» **SET TASK 1**:
Answer these questions using the metapp and Qt benchmark text below.
(a) How many iterations were run, and how long did each library take?
(b) In the Qt code, what string is passed to `QMetaObject::normalizedSignature`?
(c) In the metapp code, which method of `metaCallable` is called inside the loop?
» **SET TASK 2**: Turn the paragraph starting "For metapp, the arguments are the general Variant" in the metapp and Qt benchmark text below into a short list that keeps its main facts.

BEGIN TEXT EXTRACT

For metapp, the arguments are the general Variant
, there is more to do than Qt when passing Variant
to the target method. metapp needs
to create Variant from the argument (in the code it's i
and i+1
), then convert the Variant back to the target arguments (in the code
it's int
and int
), then invoke the callable.
10M iterations, metapp uses 457 ms, Qt uses 555 ms.
Code for metapp
metapp::Variant v = &TestClass::add;
TestClass obj;
metapp::Variant instance = &obj;
const metapp::MetaCallable * metaCallable = v.getMetaType()->getMetaCallable();
for(int i = 0; i < iterations; ++i) {
metapp::Variant arguments[] { (double)i, (double)i + 1.0 };
metaCallable->invoke(v, instance, arguments);
}
Code for Qt
TestClass obj;
QByteArray normalizedSignature = QMetaObject::normalizedSignature("add(int, int)");
const int index = obj.metaObject()->indexOfMethod(normalizedSignature);
QMetaMethod method = obj.metaObject()->method(index);
int result = 0;
for(int i = 0; i < iterations; ++i) {
QVariant a((double)i);
QVariant b((double)i + 1.0);
method.invoke(&obj, Qt::DirectConnection, Q_RETURN_ARG(int, result), Q_ARG(int, a.toInt()), Q_ARG(int, b.toInt()));
}

END TEXT EXTRACT
BEGIN GIVEN INFORMATION

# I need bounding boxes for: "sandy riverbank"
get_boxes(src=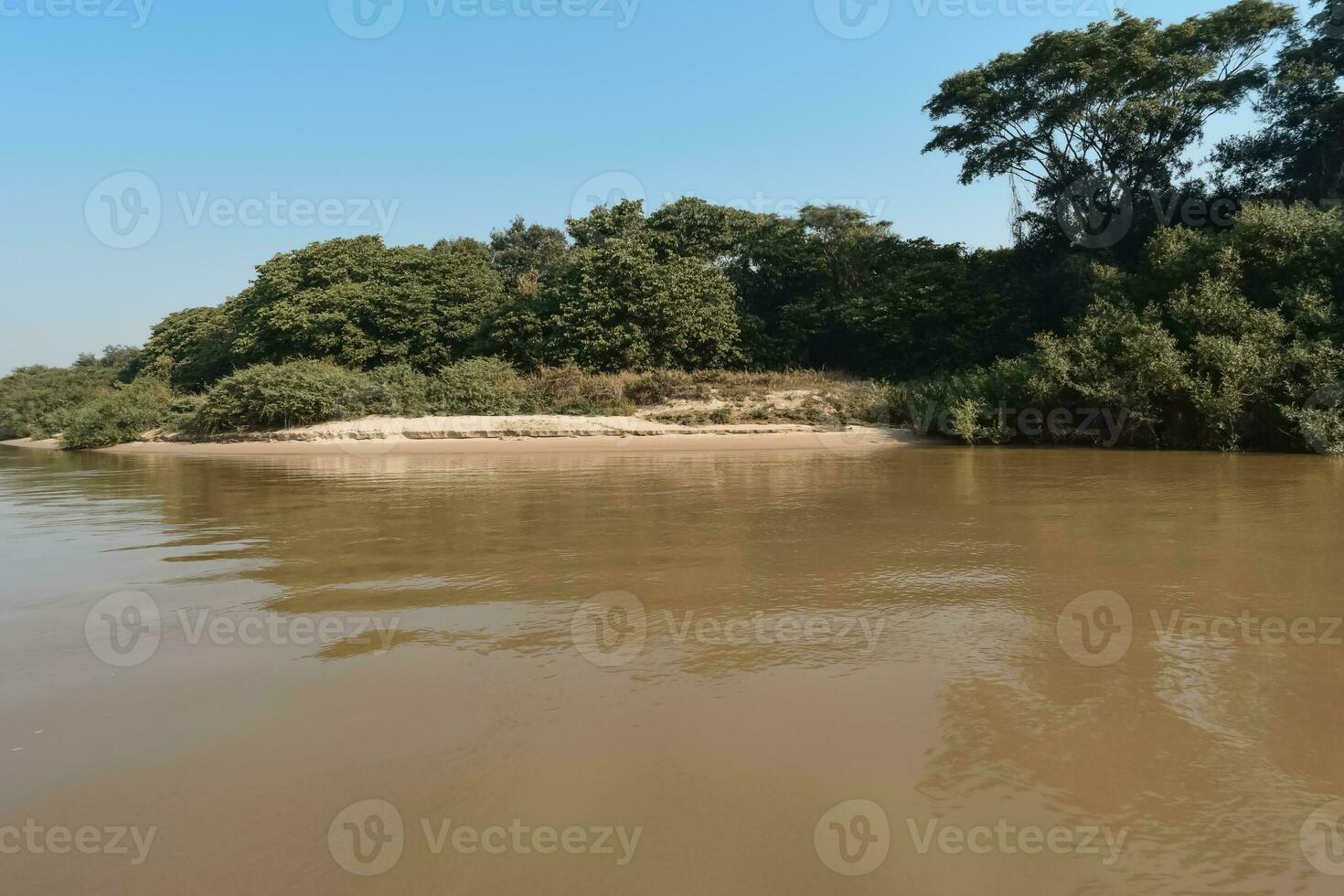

END GIVEN INFORMATION

» **CORRECT OUTPUT 1**:
(a) 10M iterations: metapp took 457 ms and Qt took 555 ms.
(b) "add(int, int)"
(c) invoke

» **CORRECT OUTPUT 2**:
In metapp the arguments are general Variants, so passing them to the target method takes more steps than in Qt:
- Create Variants from the arguments (i and i+1 in the code).
- Convert those Variants back to the target argument types (int and int).
- Invoke the callable.